— WRITTEN PROBLEM 1 —
Please edit the post on shields and encumbrance: give everything from "In a recent" down to "decision-making onto players." again, with "RPGs" changed to "role-playing games".
— WRITTEN PROBLEM 2 —
According to the post on shields and encumbrance, why do standard encumbrance rules rarely work well? Answer in one to three sentences.

Monday, 12 February 2018

Get behind the mule!

In a recent post, I went on at some length about shields. Armour and shields, I think, should be an important part of a risk/reward trade-off in RPGs with a traditional sword-and-sorcery or medieval setting. Both should be highly effective in fights, but both are cumbersome and often inconvenient. And this should force a welcome burden of decision-making onto players.

Cliff notes
Encumbrance rules, in my experience, rarely work well - simply because both players and GM tend to forget about them in the course of a game. They also tend to get lost in the scrawl of a character sheet. A better system, I think, is for obstacles and situations to act as 'encumbrance challenges'. So, when mapping out a narrow passage or a cliff face or whatever, I'm now inclined to note penalties for characters carrying heavy or awkward objects - polearms, shields, crossbows, longbows and the like - or wearing heavy armour.

These modifiers are cumulative, of course. So, in Whitehack (the version of D&D I'm most familiar with and like best), I'd make a note like this for a steep cliff face in a cavern:

DEX check; double negative roll for non-Deft PCs; held weapons -2, long weapons -1, shields - 2, armour - AC [Whitehack AC rises from 1 to 6 for armour], bow -1, crossbow -1, longbow -2, pack -1, heavy pack -2. A sword at the waist would be -1 too, though this would be avoided by a PC who thought to sling it on his back (as no one would carry a sword in normal circumstances, film-makers of the world take note!).

So, a thief (one of the Deft in Whitehack terms) might face the cliff carrying a spear (-3) and with a short bow (-1), shield  (-2) and heavy pack on his back (-2). If he has DEX 15, he's going to need a 7 or under to succeed - and 5 or under if he's wearing leather armour (AC 2). A player, presented with those odds, is going to leave stuff at the foot of the cliff. And a fighter who faces rolling 2d20 and taking the worst is going to be stripping off his armour pretty damn quick. Add a pursuing horde of troglodytes, and those PCs are going to be scaling the cliff with just a dagger and their most portable treasures.

This is an area in which I really like 'naked mechanics' - ones for which the players are fully aware of the modifiers. Knowing the modifiers forces them into realistic decisions - or taking genuinely heroic risks.

— INFORMATION GIVEN —
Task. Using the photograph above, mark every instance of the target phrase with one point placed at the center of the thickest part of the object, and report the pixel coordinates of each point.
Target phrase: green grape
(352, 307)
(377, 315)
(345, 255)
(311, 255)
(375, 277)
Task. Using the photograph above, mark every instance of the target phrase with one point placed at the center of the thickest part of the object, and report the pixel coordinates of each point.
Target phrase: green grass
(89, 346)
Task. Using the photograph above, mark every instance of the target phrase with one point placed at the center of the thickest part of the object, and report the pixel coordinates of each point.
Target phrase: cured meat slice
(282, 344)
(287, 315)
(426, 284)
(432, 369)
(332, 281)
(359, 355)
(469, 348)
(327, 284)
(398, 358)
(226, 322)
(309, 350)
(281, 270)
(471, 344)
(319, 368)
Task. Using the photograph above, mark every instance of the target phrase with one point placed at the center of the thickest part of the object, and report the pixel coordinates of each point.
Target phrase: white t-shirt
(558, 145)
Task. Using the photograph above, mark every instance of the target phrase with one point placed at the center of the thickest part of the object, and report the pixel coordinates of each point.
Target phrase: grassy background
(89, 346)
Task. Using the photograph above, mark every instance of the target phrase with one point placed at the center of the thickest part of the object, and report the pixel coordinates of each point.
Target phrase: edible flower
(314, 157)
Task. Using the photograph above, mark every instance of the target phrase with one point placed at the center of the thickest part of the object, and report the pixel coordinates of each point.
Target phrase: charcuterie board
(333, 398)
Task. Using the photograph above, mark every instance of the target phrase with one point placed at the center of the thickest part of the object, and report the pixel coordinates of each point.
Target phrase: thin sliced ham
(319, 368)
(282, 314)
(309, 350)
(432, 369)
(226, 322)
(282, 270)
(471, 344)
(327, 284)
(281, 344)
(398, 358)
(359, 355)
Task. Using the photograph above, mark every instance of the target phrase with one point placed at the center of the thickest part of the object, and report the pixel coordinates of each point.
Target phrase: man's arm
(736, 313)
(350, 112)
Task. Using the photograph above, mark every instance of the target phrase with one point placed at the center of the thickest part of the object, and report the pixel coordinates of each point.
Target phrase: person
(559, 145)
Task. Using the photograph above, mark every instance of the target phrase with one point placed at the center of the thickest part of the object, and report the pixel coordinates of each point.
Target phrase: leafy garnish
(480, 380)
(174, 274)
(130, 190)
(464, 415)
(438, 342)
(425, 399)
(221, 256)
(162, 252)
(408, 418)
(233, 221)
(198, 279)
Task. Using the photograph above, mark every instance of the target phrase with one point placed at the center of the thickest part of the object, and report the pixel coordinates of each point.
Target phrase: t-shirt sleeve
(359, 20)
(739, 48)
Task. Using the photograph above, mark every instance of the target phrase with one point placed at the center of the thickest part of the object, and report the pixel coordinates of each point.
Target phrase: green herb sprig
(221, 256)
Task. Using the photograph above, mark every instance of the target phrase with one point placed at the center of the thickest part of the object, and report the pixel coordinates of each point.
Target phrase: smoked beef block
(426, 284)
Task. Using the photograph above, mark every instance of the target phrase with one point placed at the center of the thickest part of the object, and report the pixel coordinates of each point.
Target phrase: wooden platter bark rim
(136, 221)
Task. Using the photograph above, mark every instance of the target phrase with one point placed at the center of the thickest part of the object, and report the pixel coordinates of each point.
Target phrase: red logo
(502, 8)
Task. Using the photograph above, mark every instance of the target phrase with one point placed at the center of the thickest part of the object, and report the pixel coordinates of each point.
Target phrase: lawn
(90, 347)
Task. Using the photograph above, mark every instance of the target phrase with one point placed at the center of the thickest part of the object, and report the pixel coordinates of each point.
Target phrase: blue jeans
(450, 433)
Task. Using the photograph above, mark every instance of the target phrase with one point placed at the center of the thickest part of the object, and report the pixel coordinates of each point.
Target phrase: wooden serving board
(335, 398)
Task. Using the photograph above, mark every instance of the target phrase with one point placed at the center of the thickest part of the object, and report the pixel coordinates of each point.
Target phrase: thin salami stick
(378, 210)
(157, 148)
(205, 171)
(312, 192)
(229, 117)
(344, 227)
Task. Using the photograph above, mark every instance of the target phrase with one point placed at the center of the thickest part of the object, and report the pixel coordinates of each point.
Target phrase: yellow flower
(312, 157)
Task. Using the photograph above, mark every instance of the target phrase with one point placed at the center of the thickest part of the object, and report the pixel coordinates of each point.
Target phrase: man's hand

— TASK RESULT 1 —
In a recent post, I went on at some length about shields. Armour and shields, I think, should be an important part of a risk/reward trade-off in role-playing games with a traditional sword-and-sorcery or medieval setting. Both should be highly effective in fights, but both are cumbersome and often inconvenient. And this should force a welcome burden of decision-making onto players.

— TASK RESULT 2 —
Players and the GM tend to forget about encumbrance rules during a game. The rules also tend to get lost in the scrawl of a character sheet.